▸ Written exercise
Output each line exactly as it appears, skipping any embedded picture.

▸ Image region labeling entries
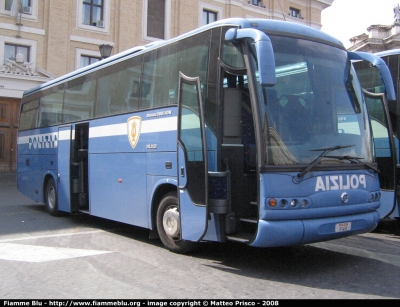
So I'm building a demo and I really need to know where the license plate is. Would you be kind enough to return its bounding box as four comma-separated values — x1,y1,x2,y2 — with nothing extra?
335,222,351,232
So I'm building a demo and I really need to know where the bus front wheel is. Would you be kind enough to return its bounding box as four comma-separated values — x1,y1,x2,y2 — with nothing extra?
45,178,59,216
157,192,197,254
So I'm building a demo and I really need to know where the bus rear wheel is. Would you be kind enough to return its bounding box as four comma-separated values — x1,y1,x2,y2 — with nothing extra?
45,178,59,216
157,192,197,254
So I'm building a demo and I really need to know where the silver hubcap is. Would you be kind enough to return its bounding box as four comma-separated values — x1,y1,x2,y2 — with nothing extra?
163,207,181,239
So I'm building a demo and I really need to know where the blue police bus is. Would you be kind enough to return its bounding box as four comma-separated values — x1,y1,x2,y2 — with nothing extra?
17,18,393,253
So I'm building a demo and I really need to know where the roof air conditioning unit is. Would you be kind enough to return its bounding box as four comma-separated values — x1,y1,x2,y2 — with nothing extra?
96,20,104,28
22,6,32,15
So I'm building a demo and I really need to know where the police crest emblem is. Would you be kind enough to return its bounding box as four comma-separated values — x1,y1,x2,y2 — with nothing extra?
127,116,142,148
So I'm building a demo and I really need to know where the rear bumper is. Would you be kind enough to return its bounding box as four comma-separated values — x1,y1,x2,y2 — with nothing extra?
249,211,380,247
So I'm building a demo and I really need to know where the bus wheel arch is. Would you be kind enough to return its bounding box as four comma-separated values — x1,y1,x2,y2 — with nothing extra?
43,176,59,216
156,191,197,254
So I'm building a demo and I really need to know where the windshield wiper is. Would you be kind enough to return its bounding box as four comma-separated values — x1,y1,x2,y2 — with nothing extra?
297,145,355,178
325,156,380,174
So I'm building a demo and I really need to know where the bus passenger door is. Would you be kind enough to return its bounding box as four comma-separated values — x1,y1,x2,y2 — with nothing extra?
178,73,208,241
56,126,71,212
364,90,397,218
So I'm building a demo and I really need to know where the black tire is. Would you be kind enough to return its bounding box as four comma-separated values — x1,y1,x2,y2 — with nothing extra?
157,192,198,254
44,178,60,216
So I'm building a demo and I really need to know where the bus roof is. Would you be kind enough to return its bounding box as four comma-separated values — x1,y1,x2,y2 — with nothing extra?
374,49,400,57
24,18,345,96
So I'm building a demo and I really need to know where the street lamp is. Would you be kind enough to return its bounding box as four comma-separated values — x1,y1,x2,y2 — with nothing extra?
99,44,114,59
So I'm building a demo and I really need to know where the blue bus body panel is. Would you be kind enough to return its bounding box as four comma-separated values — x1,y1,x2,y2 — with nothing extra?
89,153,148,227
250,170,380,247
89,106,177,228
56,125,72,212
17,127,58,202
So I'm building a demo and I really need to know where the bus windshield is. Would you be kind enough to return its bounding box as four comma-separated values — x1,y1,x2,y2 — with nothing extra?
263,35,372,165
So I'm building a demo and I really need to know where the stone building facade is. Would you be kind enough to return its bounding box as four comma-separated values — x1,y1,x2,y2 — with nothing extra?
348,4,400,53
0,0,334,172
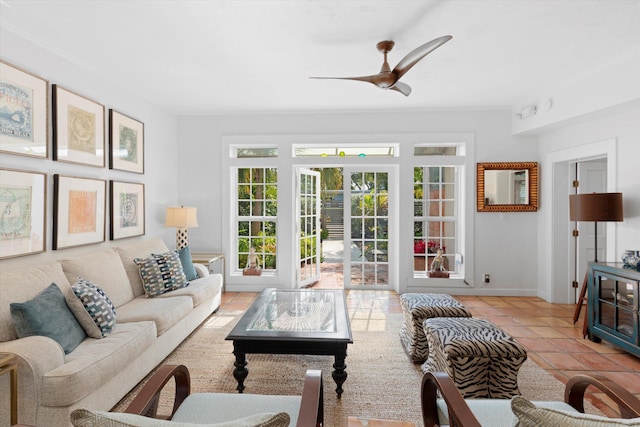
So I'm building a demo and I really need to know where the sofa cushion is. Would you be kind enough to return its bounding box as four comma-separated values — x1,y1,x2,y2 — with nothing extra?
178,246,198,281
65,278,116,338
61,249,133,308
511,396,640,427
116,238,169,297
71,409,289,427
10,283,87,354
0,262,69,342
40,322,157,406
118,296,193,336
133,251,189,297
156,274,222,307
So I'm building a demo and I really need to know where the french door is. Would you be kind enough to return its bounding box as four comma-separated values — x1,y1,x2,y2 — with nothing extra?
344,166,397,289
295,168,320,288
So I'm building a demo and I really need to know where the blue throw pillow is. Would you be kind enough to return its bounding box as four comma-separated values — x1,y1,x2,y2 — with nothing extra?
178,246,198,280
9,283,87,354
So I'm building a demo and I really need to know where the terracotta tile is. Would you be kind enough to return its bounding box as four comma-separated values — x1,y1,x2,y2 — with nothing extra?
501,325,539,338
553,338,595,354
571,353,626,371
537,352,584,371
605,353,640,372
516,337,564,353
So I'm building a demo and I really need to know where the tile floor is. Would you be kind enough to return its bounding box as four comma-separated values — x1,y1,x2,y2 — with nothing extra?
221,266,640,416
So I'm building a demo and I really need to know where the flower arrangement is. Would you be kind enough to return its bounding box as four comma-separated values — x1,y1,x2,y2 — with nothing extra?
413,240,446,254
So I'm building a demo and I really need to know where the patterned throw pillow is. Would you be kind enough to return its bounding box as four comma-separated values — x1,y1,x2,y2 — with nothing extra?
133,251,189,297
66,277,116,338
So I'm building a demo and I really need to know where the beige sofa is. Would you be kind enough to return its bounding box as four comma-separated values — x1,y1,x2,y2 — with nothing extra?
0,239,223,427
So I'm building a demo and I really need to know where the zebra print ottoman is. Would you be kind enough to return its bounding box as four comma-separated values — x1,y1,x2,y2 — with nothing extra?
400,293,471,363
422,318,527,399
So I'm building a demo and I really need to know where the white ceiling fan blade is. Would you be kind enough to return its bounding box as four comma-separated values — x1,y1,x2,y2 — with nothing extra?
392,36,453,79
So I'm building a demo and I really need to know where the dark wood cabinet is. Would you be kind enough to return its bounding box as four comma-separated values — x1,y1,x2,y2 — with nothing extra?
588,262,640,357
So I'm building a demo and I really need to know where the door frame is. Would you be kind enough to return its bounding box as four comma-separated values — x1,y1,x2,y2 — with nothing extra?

▸ Written response
So I'm building a demo and I really need to know where the license plate is. Would you be kind enough to return its bounding box as four comma-separated values — x1,y1,x2,y2 — with nothing extra?
335,222,351,232
So I'm building a demo and I really need to know where the bus front wheel is. Would you be kind enough to return its bounding box as four comma-separated values — x1,y1,x2,y2 — with nothing extra?
45,178,59,216
157,192,197,254
So I'm building a demo and I really need to know where the bus rear wheel is. Would you be kind enough to return its bounding box as four comma-separated values — x1,y1,x2,y2 — with nothing extra?
45,178,59,216
157,192,197,254
So I'm building a demo and I really need to know where the silver hubcap is. Would you be kind enough to return its bounding box as four comma-separated values — x1,y1,x2,y2 — with nothing extra?
163,207,181,239
So I'm building a demo and I really need to know where the blue police bus is. Would you be kind enough to return its bounding box as four comma-separated values — x1,y1,x2,y2 — with nothing extra?
17,18,393,253
So I'm building a demo and I really need to know where the roof air conditioning unit is. Would you be kind enough to return its bounding box as four comma-separated values — x1,y1,x2,y2 — with nothing extra?
96,20,104,28
22,6,32,15
So I'm building a demo and I really need to know where the police crest emblem is. Would you be kind enough to return its bounding box as four comma-separated values — x1,y1,x2,y2 — with nothing extra?
127,116,142,148
So I'm building a demo and I really need to know where the rear bumper is. Would you be kind enough to return its bounding box as four comma-separated values — x1,y1,x2,y2 — with nothing extra?
249,211,380,247
So I'm building a demo and I really need to know where the bus wheel arch is. Would you be kind enough to return its bounding box as four comma-separated values — x1,y1,x2,y2 — with nothing extra?
43,176,59,216
156,191,197,254
So I'm building a demo and I really need to know where the windshield wiper is. Would you be kind enough to return its bounding box as four comma-separated values — x1,y1,x2,y2 — with nothing extra?
297,145,355,178
325,156,380,174
So I'm building a demo and I really need to know where the bus passenger door is. Would you be kind enough to return its bounding box as four comma-separated values — x1,y1,x2,y2 — with nothing extra?
178,73,208,241
56,126,71,212
364,90,397,218
So I'm building a demo and I really need to know where the black tire is. Would you be kind enough to return its bounding box as four comma-separated values — x1,y1,x2,y2 — with nothing extra?
157,192,198,254
44,178,60,216
So I'm building a demo and I really need to know where the bus roof is. Would you be kind enough to return its bounding box as four comma-separated values — x1,y1,x2,y2 — with nothing extra?
374,49,400,57
24,18,345,96
So I'm building a demo and I really need to know where the street lamp is. Would you be kind enough to return its bounding box as four comma-separated values — x1,y1,x2,y2 — with nothing extra?
99,44,114,59
So I'm building a demo and I really need to know where the blue bus body panel is. Would you be kind enough to return its bounding box as four comma-separated values — x1,y1,x2,y2 — with nothing extra?
89,153,148,227
250,170,380,247
89,106,177,228
56,125,72,212
17,127,58,202
So I'm building a demo and I really need to know where the bus windshield is. Would you be kind enough to return its bounding box as four comma-separated values — x1,y1,x2,y2 — with nothing extra?
263,35,372,165
So I'm building a demo and I really need to know where the stone building facade is. Would you be kind enough to return its bounding box as four comma-separated values — x1,y1,x2,y2 — with nothing extra?
348,4,400,53
0,0,334,172
So I'm building a demo and I really need to know where the sofa cushion is. Would you be kind enough to return its bounding box as four comma-separated values — x1,y1,x2,y2 — with nothing extra?
178,246,198,281
65,278,116,338
61,249,133,308
511,396,640,427
116,238,169,297
71,409,289,427
10,283,87,354
0,262,69,342
40,322,157,406
118,296,193,336
133,251,189,297
156,274,222,307
So I'm building a demo and I really need to know where the french door is. Would you be kind enough to return its bounding box as four comma-separated values — x1,y1,x2,y2 — with nothing extra?
344,166,397,289
295,168,320,288
So I'm building a demo and I really need to know where the blue throw pillow is. Would you be kind enough to return its bounding box as four comma-separated values — x1,y1,x2,y2 — with nothing extra?
178,246,198,280
9,283,87,354
So I'm building a demo and I really need to know where the terracotta tile is. Would you be kind enough to return its bounding box as four comma-separated values — x1,y1,x2,y2 — with nothing extra?
501,325,539,338
553,338,595,354
571,353,626,371
537,352,584,371
605,353,640,372
516,337,564,353
So I'm building a demo and I really need to know where the tile floor is. Would you be kind enough to return its bounding box as four comma-separated values — x1,y1,x2,y2 — with nothing extra?
221,266,640,416
So I'm building a demo and I really need to know where the flower arrangement is. Would you be kind enough to return its bounding box as four comma-separated values — x1,y1,x2,y2 — with nothing extra?
413,240,446,254
So I'm building a demo and I really need to know where the patterned throw pillow is. Would you be kind enough to return its bounding box as four comma-separated values — x1,y1,x2,y2 — with nothing extra?
133,251,189,297
66,277,116,338
So I'm building a demo and I really need to know where the beige sofa is. Would you be kind enough to return its bounding box as four comma-separated values — x1,y1,x2,y2 — with nothing extra?
0,239,223,427
So I'm building a demo and I really need to know where the zebra print ottoman is. Would you be kind enough to return its bounding box as four comma-separated values — x1,y1,x2,y2 — with nothing extra?
400,293,471,363
422,318,527,399
So I'm building a demo and I really need to know where the white ceiling fan blade is. Would you be kind enough to return its bounding box as four comma-separated values — x1,y1,x2,y2 — with nothing extra?
392,36,453,79
So I'm building a demo and I really need to know where the dark wood cabinet is. Would you be kind enough to return its bounding box as four comma-separated values — x1,y1,x2,y2 — with nothing extra?
588,262,640,357
So I'm building a demo and I really need to know where the door frame is. Would you be kind enough to return its bounding box as four comma-separated values — x1,y1,x2,y2 — with nothing extra?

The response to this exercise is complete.